• _EXERCISE BRIEF_
Revise the items below by replacing every "segmenter" with "annotator" and keeping everything else unchanged. Leave the pictures out of your output.

(Shape boundary items)
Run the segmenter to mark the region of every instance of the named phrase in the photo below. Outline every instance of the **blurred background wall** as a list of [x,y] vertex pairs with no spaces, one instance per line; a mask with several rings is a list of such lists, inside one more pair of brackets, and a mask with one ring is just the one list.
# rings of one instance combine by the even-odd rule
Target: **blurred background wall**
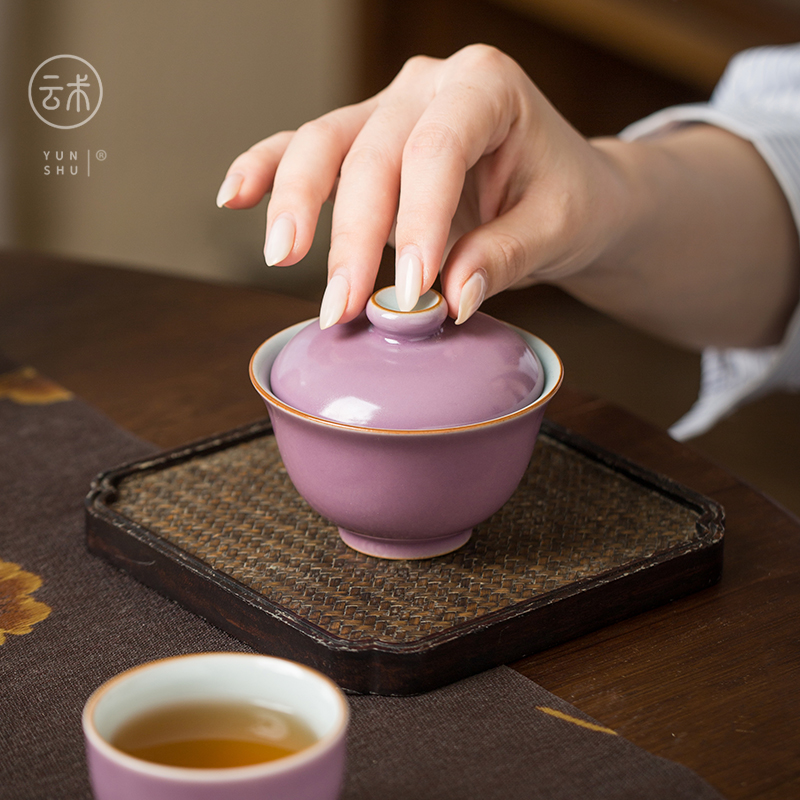
[[[582,133],[613,135],[707,98],[738,50],[800,41],[800,0],[0,0],[0,247],[319,299],[329,211],[302,264],[267,268],[265,203],[214,204],[227,166],[382,88],[411,55],[478,41],[516,58]],[[61,53],[104,87],[73,130],[43,124],[27,98],[36,67]],[[45,174],[59,151],[79,154],[77,175]],[[387,252],[379,280],[391,279]],[[689,407],[697,354],[555,289],[525,291],[569,384],[661,426]],[[502,297],[487,307],[505,313]],[[800,398],[777,395],[693,446],[800,511],[799,420]]]
[[[320,278],[267,271],[264,205],[234,213],[214,198],[239,152],[352,99],[354,0],[0,3],[4,245],[297,292]],[[61,53],[103,82],[97,116],[73,130],[27,99],[34,69]],[[79,153],[78,175],[44,174],[58,151]]]

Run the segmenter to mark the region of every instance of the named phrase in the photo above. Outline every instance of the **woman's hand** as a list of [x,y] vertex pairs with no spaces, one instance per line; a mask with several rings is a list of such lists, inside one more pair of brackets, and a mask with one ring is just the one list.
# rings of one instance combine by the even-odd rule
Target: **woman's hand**
[[271,192],[264,254],[288,266],[335,195],[322,327],[353,319],[393,239],[410,310],[441,271],[450,315],[507,287],[581,270],[619,228],[613,161],[583,139],[508,56],[485,45],[406,63],[382,92],[231,164],[218,205]]

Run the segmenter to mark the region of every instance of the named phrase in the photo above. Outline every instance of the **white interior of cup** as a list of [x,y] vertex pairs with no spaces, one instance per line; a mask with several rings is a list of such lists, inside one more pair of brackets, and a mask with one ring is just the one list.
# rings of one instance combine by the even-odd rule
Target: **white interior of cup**
[[112,678],[89,698],[84,729],[95,743],[97,737],[102,740],[108,754],[114,751],[109,745],[117,730],[134,716],[195,700],[240,701],[296,714],[319,740],[296,756],[337,738],[348,720],[341,690],[315,670],[271,656],[200,653],[154,661]]

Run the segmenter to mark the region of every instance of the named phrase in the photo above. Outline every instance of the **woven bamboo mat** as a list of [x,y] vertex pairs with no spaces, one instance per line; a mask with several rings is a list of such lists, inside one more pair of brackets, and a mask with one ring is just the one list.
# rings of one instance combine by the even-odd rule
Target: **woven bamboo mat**
[[408,645],[697,542],[702,509],[554,433],[545,426],[519,489],[465,547],[425,561],[349,549],[297,494],[270,435],[133,471],[109,505],[332,637]]

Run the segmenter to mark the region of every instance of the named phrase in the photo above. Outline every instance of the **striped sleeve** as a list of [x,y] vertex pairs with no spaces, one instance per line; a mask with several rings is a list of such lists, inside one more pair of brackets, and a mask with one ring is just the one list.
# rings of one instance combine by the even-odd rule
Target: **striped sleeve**
[[[800,231],[800,44],[738,54],[707,104],[664,109],[620,137],[640,139],[691,122],[716,125],[752,142],[786,195]],[[706,349],[700,395],[670,433],[680,440],[697,436],[776,390],[800,390],[800,306],[776,347]]]

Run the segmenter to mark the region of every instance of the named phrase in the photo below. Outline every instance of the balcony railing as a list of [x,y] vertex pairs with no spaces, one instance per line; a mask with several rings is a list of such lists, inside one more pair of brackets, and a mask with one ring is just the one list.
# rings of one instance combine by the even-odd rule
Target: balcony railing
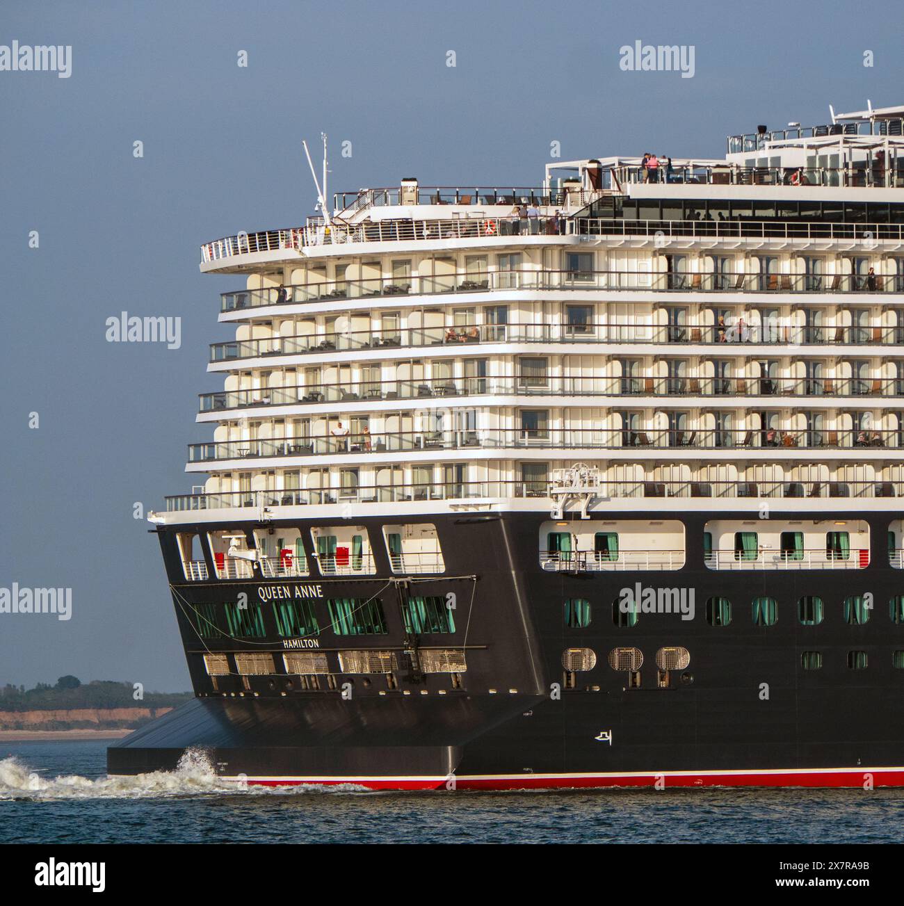
[[869,550],[841,552],[824,547],[801,551],[711,551],[704,557],[710,569],[865,569]]
[[[613,499],[646,497],[712,497],[751,499],[806,497],[815,498],[888,498],[904,496],[904,482],[884,481],[799,481],[745,480],[714,481],[706,478],[687,481],[661,481],[654,476],[636,480],[600,482],[600,496]],[[537,506],[548,509],[551,498],[545,482],[467,481],[399,483],[350,487],[310,487],[269,491],[216,491],[205,494],[178,494],[168,496],[167,512],[255,508],[258,511],[278,506],[317,506],[332,504],[384,504],[452,501],[474,503],[486,499],[536,498]]]
[[813,429],[525,429],[374,431],[190,444],[189,462],[474,449],[840,449],[898,448],[898,430]]
[[371,277],[221,294],[224,312],[401,295],[473,294],[498,291],[588,290],[727,294],[848,294],[904,291],[904,275],[697,274],[685,271],[481,271],[438,276]]
[[[774,177],[776,171],[769,171]],[[631,181],[637,169],[625,170]],[[683,176],[683,175],[682,175]],[[764,174],[765,178],[765,174]],[[689,174],[693,179],[693,174]],[[672,179],[671,182],[680,181]],[[904,182],[902,182],[904,185]],[[225,236],[201,246],[201,262],[208,264],[237,255],[258,252],[300,251],[313,246],[347,246],[372,242],[419,242],[436,239],[492,239],[523,236],[630,236],[752,239],[829,239],[852,242],[902,241],[900,224],[824,223],[793,220],[623,220],[614,217],[555,217],[548,209],[543,216],[521,218],[485,217],[378,220],[356,225],[309,222],[305,226],[261,230]]]
[[[538,377],[425,378],[418,381],[361,381],[310,387],[270,387],[201,393],[200,412],[267,406],[367,403],[456,397],[901,397],[904,378],[688,378]],[[575,405],[582,405],[575,400]]]
[[[210,361],[232,361],[284,355],[316,355],[368,349],[415,349],[446,346],[463,349],[470,344],[515,343],[669,343],[681,345],[735,343],[779,346],[899,346],[904,326],[803,327],[767,323],[701,326],[599,323],[591,321],[564,324],[462,324],[436,327],[394,327],[345,333],[274,336],[261,340],[232,340],[210,344]],[[505,352],[502,350],[500,352]]]
[[540,566],[553,573],[605,573],[622,570],[677,570],[684,551],[540,551]]

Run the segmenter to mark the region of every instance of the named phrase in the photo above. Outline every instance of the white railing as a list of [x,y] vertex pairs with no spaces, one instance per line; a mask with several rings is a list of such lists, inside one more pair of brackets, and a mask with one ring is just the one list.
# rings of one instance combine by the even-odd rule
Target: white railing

• _SOLUTION_
Run the annotator to mark the region of every instance of the named phrase in the photo below. Outline every instance of the **blurred background wall** as a list of [x,y] vertex pairs with no spaces, one instance per line; a mask with several rings is a list of such lists, inside one more pair of brackets, and a mask with one ring is just the one list.
# rings of one instance combine by the even-odd rule
Target: **blurred background wall**
[[[582,133],[613,135],[707,98],[738,50],[800,41],[800,0],[0,0],[0,247],[319,299],[329,211],[302,264],[267,268],[265,203],[214,204],[227,166],[382,88],[411,55],[478,41],[516,58]],[[61,53],[104,87],[73,130],[43,124],[27,98],[36,67]],[[45,174],[59,151],[79,154],[77,175]],[[387,252],[379,280],[391,279]],[[689,407],[697,354],[555,289],[525,291],[569,384],[661,426]],[[502,297],[487,307],[505,313]],[[800,398],[777,395],[693,446],[800,511],[799,420]]]
[[[320,278],[267,271],[264,205],[234,213],[214,198],[239,152],[352,99],[354,0],[0,3],[4,245],[297,292]],[[61,53],[103,82],[97,116],[73,130],[27,99],[34,69]],[[79,153],[78,175],[44,174],[58,151]]]

Run the annotator to mark the region of every instance of the named phrase in the photo above. Outline every instance of the **woman's hand** as a list of [x,y] vertex pairs with no spaces, one instance per line; a mask with several rings is a list of such lists, inside one more pair of brackets, and a mask with one ring is just the one list.
# rings of one instance combine by the even-odd rule
Target: **woman's hand**
[[271,192],[264,254],[288,266],[335,195],[322,327],[353,319],[393,239],[410,310],[441,271],[450,315],[507,287],[581,270],[619,228],[613,161],[583,139],[508,56],[485,45],[406,63],[382,92],[231,164],[218,205]]

Run the annotator to mark the region of every instance of the named phrase in the photo above. Outline every instance of the **white interior of cup** as a list of [x,y] vertex pairs with no spaces, one instance per line; a mask with several rings is a list of such lists, inside one more pair of brackets, and a mask with one ring is just the one list.
# rings of one instance combine by the even-odd rule
Target: **white interior of cup**
[[112,678],[89,698],[84,729],[95,743],[97,737],[102,740],[108,754],[114,751],[109,745],[117,730],[134,716],[195,700],[240,701],[296,714],[319,740],[296,756],[337,738],[348,720],[341,690],[315,670],[271,656],[200,653],[154,661]]

Run the annotator to mark the region of every instance of the named phrase in the photo above. Outline every instance of the **woven bamboo mat** as a list of [x,y] vertex pairs with no spaces, one instance per line; a mask with several rings is a list of such lists, inside one more pair of brackets, and a mask with one ring is just the one list.
# rings of one instance combine by the even-odd rule
Target: **woven bamboo mat**
[[408,645],[697,542],[702,509],[554,433],[545,426],[519,489],[465,547],[425,561],[349,549],[297,494],[270,435],[133,471],[109,505],[332,637]]

Run the annotator to mark the region of every instance of the named phrase in the photo above. Outline every instance of the **striped sleeve** as a list of [x,y] vertex pairs with no spaces, one instance per line; a mask with several rings is a list of such lists, inside one more pair of brackets, and a mask with one ring is just the one list.
# rings of one instance combine by the even-odd rule
Target: **striped sleeve**
[[[800,231],[800,44],[738,54],[707,104],[664,109],[620,137],[640,139],[691,122],[716,125],[752,142],[786,195]],[[706,349],[700,395],[670,433],[680,440],[697,436],[776,390],[800,390],[800,306],[776,347]]]

Run the annotator to mark the region of every instance of the named phrase in the photo below. Outline every instance of the balcony railing as a list of [x,y] vertex pairs with no spaces, one instance per line; a mask with several rings is a list of such lists, inside one more pair of brackets, and a mask with one ring is just the one list.
# rings of one instance combine by the even-odd rule
Target: balcony railing
[[869,550],[841,552],[824,547],[801,551],[711,551],[704,557],[710,569],[865,569]]
[[[613,499],[646,497],[712,497],[751,499],[806,497],[815,498],[888,498],[904,496],[904,482],[884,481],[799,481],[745,480],[714,481],[706,478],[687,481],[661,481],[654,476],[636,480],[600,482],[600,496]],[[537,506],[548,509],[551,498],[545,482],[467,481],[399,483],[350,487],[310,487],[269,491],[216,491],[205,494],[178,494],[168,496],[167,512],[255,508],[258,511],[278,506],[317,506],[332,504],[384,504],[452,501],[474,503],[486,499],[536,498]]]
[[813,429],[525,429],[374,431],[190,444],[189,462],[474,449],[840,449],[898,448],[898,430]]
[[371,277],[221,294],[224,312],[401,295],[473,294],[498,291],[588,290],[727,294],[848,294],[904,291],[904,275],[697,274],[685,271],[481,271],[438,276]]
[[[774,177],[776,171],[769,171]],[[631,181],[637,169],[625,170]],[[683,176],[683,175],[682,175]],[[764,174],[765,178],[765,174]],[[689,174],[693,179],[693,174]],[[672,179],[671,182],[680,181]],[[904,182],[902,182],[904,185]],[[225,236],[201,246],[201,262],[208,264],[237,255],[258,252],[300,251],[313,246],[347,246],[372,242],[419,242],[436,239],[492,239],[523,236],[630,236],[752,239],[829,239],[852,242],[902,241],[900,224],[824,223],[793,220],[623,220],[614,217],[555,217],[548,209],[543,216],[521,218],[485,217],[378,220],[356,225],[309,222],[305,226],[261,230]]]
[[[538,377],[425,378],[418,381],[361,381],[310,387],[270,387],[201,393],[200,412],[267,406],[367,403],[456,397],[901,397],[904,378],[688,378]],[[575,405],[582,405],[575,400]]]
[[[210,361],[232,361],[284,355],[316,355],[368,349],[415,349],[446,346],[463,349],[470,344],[515,343],[669,343],[681,345],[735,343],[779,346],[899,346],[904,326],[803,327],[767,323],[701,326],[599,323],[591,321],[564,324],[462,324],[436,327],[394,327],[345,333],[274,336],[261,340],[232,340],[210,344]],[[505,352],[502,350],[500,352]]]
[[540,566],[553,573],[605,573],[622,570],[677,570],[684,551],[540,551]]

Run the annotator to mark the region of every instance of the named phrase in the photo above. Outline every instance of the white railing as a list of [x,y] vertex pairs with no spaces, one instance per line; a mask with several rings is a list of such lists, inside one more pair of brackets, and a mask with one ring is just the one list.
# rings of one instance combine by the even-odd rule
Target: white railing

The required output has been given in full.